▶ Given request
Pull out every line below that contains the word "bicycle", copying each one in full. Case counts, so only matches with the same capitalization qualify.

▶ Available data
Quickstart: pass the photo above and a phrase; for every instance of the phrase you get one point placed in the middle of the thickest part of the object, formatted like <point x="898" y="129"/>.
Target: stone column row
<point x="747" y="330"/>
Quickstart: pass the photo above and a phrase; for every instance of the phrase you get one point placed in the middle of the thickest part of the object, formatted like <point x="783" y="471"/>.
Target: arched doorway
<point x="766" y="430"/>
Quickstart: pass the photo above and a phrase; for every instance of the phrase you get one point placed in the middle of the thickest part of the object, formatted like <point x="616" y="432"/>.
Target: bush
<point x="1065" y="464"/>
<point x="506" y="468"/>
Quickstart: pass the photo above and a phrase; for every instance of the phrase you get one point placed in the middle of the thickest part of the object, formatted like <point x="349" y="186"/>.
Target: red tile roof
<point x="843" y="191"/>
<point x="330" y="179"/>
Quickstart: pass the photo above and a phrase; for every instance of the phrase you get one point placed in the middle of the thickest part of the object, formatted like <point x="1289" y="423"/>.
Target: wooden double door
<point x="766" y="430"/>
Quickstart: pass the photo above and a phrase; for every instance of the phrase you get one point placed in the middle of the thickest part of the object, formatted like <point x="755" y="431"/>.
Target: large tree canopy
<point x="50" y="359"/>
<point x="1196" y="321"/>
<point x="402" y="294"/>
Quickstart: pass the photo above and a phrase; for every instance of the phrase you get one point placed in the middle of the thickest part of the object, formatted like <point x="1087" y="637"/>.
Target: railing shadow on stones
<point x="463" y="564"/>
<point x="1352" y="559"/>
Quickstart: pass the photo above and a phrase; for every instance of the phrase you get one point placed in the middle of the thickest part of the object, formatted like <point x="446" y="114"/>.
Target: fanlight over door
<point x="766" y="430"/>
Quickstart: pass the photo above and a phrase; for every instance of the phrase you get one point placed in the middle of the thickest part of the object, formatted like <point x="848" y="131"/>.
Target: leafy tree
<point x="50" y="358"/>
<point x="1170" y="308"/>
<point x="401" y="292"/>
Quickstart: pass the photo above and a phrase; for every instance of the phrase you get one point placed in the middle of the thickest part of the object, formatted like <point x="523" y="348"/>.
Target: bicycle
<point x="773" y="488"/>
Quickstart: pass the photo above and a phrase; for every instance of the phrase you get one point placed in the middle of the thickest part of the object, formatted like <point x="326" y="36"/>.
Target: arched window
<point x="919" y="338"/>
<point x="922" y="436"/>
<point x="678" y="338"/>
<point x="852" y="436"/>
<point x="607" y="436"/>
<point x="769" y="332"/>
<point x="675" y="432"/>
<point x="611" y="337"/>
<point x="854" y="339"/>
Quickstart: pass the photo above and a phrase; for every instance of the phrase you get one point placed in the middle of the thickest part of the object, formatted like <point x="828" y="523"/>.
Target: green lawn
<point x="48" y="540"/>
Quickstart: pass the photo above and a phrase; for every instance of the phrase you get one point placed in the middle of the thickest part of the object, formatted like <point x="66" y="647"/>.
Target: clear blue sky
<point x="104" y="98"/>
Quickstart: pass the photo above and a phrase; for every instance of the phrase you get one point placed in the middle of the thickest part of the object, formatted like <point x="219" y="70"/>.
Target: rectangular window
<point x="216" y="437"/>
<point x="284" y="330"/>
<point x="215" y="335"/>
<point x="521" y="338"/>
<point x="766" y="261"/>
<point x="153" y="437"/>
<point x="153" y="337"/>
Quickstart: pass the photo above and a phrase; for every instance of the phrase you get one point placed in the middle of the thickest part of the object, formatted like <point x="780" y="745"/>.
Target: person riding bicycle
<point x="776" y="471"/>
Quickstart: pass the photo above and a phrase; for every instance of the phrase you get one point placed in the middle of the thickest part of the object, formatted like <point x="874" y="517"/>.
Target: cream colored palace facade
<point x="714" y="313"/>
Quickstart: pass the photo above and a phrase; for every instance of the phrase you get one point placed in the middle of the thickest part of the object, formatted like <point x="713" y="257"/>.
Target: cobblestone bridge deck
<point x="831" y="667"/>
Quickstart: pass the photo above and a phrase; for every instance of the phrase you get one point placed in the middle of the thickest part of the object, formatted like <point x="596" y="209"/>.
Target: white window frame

▶ Exercise result
Target: bicycle
Target: person riding bicycle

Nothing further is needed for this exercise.